Could you return, word for word, the lines of the data starting at the line that contains "Batch job #47 — class: soldier's knee" and stopping after the line that contains "78;84;103;148"?

The input:
--------------------------------------------------
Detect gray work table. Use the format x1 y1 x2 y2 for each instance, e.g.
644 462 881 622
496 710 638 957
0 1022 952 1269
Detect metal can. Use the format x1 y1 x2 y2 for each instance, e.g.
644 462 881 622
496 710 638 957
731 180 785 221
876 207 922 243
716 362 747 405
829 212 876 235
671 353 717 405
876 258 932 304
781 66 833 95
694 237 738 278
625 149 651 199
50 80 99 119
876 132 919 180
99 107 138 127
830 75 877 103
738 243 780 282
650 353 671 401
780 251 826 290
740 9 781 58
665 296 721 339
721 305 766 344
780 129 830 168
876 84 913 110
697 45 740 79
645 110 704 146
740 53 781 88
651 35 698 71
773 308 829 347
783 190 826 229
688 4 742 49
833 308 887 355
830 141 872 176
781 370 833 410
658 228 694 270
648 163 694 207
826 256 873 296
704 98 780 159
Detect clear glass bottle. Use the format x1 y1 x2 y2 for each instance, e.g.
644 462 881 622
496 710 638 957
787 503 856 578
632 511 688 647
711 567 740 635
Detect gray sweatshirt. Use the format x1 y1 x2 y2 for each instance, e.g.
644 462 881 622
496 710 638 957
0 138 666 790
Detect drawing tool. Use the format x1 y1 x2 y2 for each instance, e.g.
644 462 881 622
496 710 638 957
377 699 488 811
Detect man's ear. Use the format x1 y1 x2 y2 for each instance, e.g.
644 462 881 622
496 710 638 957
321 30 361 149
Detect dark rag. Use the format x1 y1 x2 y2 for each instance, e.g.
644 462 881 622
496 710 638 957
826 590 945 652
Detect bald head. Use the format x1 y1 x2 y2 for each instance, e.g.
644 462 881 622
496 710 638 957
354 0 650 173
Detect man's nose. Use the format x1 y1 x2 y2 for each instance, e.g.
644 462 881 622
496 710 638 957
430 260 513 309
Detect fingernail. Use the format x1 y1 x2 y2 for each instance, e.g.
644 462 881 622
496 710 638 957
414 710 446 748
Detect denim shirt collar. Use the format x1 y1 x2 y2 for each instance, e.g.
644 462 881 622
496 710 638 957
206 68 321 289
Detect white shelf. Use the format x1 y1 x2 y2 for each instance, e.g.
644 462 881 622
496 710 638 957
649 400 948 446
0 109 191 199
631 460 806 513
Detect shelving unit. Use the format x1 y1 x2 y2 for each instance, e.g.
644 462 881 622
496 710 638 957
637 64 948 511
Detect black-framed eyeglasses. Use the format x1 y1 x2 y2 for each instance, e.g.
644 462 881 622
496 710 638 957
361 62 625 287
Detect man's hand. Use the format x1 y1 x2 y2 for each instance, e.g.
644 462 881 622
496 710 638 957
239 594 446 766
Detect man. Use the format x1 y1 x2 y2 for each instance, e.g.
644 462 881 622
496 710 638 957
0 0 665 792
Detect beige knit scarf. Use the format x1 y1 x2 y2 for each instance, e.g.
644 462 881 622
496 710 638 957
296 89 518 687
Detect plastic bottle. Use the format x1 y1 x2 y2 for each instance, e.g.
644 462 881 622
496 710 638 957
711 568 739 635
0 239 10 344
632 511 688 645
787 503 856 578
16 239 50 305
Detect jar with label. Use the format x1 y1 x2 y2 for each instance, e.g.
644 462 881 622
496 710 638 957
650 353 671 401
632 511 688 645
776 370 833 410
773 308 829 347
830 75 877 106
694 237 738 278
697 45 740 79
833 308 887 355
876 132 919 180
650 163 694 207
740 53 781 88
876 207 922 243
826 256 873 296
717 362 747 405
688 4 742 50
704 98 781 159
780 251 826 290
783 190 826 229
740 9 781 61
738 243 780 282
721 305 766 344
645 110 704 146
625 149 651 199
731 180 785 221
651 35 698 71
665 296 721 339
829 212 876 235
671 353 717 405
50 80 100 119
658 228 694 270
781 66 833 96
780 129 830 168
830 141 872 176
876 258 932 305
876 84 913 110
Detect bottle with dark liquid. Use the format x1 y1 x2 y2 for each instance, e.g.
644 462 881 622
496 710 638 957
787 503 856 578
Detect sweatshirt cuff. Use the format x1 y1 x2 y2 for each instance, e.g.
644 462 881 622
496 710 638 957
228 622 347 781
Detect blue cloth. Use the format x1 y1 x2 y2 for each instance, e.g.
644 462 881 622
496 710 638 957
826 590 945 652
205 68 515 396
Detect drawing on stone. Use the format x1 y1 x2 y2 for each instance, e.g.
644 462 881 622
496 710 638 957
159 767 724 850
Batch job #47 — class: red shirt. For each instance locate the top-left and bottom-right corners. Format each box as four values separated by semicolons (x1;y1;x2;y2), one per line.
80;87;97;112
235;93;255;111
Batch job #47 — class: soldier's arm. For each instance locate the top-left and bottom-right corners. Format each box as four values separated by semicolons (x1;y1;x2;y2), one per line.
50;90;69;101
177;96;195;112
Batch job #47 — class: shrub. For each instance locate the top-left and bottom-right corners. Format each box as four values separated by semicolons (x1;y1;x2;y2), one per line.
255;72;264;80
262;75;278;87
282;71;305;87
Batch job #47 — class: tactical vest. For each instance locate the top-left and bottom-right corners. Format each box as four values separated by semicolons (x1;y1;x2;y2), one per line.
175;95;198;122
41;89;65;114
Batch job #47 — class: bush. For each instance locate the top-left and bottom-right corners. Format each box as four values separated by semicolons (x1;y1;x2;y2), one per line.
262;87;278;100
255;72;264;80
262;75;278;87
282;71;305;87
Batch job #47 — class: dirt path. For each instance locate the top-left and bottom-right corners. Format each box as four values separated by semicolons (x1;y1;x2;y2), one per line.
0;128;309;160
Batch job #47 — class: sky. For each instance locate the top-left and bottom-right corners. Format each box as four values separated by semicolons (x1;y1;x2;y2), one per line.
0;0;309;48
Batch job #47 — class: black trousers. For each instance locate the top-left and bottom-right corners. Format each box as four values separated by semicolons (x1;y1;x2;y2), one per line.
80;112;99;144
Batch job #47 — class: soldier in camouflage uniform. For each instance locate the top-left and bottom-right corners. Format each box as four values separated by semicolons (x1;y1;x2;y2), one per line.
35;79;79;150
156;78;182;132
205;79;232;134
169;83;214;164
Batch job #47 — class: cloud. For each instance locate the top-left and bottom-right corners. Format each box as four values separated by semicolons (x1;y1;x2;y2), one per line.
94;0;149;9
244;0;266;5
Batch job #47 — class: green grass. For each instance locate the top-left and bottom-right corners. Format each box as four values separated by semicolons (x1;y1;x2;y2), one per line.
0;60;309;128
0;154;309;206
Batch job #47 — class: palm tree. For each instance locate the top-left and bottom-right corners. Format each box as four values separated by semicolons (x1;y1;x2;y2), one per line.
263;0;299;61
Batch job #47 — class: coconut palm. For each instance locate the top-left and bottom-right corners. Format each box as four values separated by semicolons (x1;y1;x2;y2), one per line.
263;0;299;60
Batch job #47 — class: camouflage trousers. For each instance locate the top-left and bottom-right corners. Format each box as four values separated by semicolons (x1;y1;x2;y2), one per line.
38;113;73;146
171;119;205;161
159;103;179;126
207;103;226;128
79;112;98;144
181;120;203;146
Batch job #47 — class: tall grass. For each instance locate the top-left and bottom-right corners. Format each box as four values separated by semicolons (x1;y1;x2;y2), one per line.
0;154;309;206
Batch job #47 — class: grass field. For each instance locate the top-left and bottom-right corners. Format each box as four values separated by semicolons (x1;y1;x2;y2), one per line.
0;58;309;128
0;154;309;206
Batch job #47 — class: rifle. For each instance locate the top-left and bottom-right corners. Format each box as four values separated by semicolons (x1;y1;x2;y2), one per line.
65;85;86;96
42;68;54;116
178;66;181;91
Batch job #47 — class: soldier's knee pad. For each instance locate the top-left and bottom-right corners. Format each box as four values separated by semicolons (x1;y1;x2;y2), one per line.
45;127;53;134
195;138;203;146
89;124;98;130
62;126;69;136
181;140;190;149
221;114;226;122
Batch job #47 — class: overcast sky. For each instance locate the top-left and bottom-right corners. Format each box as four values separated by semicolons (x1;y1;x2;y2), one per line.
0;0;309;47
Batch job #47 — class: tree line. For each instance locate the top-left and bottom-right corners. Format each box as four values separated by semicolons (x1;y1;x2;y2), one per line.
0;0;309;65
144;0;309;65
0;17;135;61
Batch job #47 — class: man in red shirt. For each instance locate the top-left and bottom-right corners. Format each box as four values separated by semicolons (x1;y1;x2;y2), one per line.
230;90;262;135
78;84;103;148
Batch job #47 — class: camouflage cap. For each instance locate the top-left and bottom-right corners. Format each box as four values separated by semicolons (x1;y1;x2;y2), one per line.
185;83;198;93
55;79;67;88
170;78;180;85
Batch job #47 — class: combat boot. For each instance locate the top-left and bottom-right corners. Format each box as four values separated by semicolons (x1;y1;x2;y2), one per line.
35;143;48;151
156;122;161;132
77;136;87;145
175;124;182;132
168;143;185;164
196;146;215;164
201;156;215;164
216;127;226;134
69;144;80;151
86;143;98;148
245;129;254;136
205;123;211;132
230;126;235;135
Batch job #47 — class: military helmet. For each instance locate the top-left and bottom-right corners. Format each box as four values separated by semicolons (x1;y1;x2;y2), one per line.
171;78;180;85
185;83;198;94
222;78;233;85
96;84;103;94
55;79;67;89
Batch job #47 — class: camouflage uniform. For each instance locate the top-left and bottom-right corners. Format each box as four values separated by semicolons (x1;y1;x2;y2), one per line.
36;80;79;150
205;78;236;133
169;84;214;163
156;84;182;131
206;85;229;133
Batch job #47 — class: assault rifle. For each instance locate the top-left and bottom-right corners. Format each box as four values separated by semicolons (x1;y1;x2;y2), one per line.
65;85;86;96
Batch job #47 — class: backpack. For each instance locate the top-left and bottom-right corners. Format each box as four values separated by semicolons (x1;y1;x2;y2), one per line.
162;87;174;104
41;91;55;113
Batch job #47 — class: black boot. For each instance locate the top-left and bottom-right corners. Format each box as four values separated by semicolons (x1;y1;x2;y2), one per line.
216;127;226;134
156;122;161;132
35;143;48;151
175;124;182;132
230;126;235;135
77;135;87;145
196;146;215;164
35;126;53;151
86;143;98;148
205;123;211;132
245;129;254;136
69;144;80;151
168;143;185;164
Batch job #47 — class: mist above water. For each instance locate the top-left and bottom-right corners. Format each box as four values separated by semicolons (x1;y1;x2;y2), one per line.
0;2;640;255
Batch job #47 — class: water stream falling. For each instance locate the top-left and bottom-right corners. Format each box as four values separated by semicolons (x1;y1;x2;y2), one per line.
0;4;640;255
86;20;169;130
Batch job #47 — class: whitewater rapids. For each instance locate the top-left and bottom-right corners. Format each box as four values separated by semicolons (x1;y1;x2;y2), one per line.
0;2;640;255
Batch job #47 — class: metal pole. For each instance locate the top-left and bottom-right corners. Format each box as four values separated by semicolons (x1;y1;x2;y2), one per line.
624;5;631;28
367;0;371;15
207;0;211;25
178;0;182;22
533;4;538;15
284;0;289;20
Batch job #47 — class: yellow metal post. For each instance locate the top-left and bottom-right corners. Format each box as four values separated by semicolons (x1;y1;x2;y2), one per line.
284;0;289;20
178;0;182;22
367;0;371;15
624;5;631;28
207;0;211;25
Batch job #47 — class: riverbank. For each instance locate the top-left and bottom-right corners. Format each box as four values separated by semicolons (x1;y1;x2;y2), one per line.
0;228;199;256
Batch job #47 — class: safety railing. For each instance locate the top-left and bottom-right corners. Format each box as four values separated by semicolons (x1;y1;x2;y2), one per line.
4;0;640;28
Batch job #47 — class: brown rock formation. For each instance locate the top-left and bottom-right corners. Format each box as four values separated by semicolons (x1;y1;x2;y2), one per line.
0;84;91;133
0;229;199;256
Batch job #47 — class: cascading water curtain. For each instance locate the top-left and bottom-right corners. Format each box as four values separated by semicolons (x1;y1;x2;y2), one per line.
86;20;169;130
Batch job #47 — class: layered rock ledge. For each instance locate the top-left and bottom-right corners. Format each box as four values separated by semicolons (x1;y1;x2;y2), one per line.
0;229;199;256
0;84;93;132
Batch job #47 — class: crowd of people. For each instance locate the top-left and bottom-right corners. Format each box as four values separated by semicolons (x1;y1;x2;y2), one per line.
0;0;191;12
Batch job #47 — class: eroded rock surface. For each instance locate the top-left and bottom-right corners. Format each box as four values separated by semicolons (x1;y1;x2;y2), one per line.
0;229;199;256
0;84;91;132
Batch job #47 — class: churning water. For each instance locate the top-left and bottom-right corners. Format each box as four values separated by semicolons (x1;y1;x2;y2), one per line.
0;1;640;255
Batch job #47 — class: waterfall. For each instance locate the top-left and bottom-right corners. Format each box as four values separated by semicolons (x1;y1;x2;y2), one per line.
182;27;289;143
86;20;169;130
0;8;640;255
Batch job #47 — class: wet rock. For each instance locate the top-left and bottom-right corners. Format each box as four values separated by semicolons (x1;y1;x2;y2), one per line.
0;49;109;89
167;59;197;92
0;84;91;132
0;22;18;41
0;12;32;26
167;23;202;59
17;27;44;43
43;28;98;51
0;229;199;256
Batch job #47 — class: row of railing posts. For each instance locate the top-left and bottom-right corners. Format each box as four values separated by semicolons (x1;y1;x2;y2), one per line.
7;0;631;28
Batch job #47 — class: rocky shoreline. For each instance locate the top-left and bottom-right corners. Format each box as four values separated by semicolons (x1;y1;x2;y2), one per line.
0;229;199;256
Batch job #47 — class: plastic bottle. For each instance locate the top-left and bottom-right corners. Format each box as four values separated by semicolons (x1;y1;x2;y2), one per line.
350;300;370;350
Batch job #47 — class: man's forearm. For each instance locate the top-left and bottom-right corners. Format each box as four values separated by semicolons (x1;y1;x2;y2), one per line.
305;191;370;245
--------------------------------------------------
Completed task:
Batch job #47 — class: soldier's knee pad. For each instance locate the top-left and bottom-right corners. Format each box as four values separated by semicolons (x1;y1;x2;y2), one per line.
45;127;53;134
195;138;203;146
89;124;98;130
62;126;69;136
181;140;190;149
221;114;226;122
Batch job #47 — class: overcast sky. For each instance locate the top-left and bottom-right corners. Format each box as four values separated by semicolons (x1;y1;x2;y2), one per line.
0;0;309;47
Batch job #47 — class: tree line. For each instance locate the top-left and bottom-right corners. Format each box as four values separated by semicolons (x1;y1;x2;y2), one per line.
0;0;309;65
144;0;309;65
0;17;135;61
Batch job #47 — class: man in red shirt. For each instance locate the top-left and bottom-right corners. Format each box as four values separated by semicolons (x1;y1;x2;y2), one per line.
230;90;262;135
78;84;103;148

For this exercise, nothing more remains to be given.